Collect every line in the items below that contains the string "right", copying each one unchanged. Case counts.

Source data:

____

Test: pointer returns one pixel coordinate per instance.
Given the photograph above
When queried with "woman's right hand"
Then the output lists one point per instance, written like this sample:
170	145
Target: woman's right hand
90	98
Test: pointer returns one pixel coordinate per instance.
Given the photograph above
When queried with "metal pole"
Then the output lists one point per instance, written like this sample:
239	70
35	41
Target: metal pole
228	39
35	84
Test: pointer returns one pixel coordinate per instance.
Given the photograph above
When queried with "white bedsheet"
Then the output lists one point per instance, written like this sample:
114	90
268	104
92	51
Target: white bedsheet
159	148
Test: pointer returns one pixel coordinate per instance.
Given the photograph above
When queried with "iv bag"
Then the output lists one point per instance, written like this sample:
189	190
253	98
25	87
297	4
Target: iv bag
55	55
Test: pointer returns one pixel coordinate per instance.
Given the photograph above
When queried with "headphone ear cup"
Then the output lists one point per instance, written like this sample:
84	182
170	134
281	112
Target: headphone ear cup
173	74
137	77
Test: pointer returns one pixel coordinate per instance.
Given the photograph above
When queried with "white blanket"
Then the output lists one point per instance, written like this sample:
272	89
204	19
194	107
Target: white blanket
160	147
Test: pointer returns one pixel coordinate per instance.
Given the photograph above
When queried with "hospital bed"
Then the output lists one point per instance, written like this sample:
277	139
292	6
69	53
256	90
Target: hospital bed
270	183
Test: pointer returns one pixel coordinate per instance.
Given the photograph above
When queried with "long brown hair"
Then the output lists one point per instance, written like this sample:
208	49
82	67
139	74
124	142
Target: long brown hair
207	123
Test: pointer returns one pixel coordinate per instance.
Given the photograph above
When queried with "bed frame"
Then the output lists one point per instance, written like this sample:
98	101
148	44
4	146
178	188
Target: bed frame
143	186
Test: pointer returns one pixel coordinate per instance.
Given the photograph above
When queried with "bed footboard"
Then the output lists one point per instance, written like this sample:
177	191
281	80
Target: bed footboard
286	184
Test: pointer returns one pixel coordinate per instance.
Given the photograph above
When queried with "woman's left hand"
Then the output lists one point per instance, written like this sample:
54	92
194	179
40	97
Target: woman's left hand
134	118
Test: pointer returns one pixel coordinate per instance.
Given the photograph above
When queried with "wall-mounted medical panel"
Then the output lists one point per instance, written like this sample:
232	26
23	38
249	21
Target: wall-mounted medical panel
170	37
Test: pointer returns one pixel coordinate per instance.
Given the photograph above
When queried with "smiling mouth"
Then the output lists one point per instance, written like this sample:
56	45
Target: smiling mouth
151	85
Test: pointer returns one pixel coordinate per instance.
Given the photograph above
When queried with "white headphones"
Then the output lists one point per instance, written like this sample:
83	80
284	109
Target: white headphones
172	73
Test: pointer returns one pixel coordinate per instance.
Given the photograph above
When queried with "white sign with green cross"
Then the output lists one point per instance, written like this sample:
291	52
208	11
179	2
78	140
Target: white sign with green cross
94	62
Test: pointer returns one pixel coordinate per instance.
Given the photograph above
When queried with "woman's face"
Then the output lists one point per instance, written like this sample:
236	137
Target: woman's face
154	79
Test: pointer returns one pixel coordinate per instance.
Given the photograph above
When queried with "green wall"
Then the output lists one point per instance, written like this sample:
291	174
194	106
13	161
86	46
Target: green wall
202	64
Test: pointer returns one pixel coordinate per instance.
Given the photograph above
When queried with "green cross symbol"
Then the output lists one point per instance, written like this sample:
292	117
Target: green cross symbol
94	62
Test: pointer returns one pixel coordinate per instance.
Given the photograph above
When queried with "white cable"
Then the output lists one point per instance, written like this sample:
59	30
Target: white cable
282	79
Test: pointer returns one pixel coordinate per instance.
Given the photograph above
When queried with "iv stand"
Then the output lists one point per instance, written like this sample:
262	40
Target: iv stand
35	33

____

**Answer to the problem:**
When queried with "woman's right hand"
Target: woman's right hand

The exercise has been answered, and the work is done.